— Aim of the task —
State only how many lines below include the string "golden".

— Natural-language object grounding data —
--------------------------------------------------

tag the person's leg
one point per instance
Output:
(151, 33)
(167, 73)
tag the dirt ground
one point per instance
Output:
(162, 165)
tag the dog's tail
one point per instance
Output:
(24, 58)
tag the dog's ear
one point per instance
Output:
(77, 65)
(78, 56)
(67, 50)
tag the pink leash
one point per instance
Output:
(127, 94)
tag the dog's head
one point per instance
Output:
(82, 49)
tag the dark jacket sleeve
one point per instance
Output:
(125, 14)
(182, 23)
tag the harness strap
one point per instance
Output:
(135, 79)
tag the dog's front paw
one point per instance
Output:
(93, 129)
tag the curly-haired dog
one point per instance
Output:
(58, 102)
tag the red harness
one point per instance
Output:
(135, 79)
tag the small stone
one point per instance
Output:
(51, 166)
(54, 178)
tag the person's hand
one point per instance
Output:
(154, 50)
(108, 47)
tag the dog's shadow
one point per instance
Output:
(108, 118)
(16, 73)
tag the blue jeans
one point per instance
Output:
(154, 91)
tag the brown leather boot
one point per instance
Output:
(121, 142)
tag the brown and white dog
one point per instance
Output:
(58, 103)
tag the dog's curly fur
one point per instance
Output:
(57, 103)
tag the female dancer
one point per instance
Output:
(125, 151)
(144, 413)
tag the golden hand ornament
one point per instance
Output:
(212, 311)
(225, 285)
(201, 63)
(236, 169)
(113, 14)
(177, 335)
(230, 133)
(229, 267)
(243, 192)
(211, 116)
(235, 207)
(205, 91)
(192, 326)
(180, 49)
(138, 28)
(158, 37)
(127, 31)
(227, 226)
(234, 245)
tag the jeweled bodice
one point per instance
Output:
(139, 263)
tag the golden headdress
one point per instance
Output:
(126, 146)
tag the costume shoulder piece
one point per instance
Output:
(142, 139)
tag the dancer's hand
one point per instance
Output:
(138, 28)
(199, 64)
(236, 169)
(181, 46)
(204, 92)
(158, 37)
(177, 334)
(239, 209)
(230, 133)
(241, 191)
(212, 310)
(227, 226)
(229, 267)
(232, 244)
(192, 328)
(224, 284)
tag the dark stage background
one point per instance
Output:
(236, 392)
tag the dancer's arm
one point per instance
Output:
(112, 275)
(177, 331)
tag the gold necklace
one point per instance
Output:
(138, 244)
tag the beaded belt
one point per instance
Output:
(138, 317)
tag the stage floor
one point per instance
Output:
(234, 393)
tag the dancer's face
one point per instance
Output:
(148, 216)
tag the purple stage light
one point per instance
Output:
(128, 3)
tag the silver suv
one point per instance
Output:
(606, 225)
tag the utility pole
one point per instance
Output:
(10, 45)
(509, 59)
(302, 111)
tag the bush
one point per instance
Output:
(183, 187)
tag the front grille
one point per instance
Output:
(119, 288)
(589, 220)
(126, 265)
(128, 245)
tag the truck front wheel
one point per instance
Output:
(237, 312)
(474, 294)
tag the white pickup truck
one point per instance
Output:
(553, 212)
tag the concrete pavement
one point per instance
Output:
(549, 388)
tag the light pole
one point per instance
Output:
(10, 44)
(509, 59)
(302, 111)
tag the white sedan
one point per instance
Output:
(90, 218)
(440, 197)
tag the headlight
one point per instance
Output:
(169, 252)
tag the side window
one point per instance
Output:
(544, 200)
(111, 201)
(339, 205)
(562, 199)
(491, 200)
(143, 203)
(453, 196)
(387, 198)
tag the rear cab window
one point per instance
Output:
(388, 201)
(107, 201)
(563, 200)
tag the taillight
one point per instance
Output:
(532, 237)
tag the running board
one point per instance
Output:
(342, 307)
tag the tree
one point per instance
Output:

--------------------------------------------------

— Answer space —
2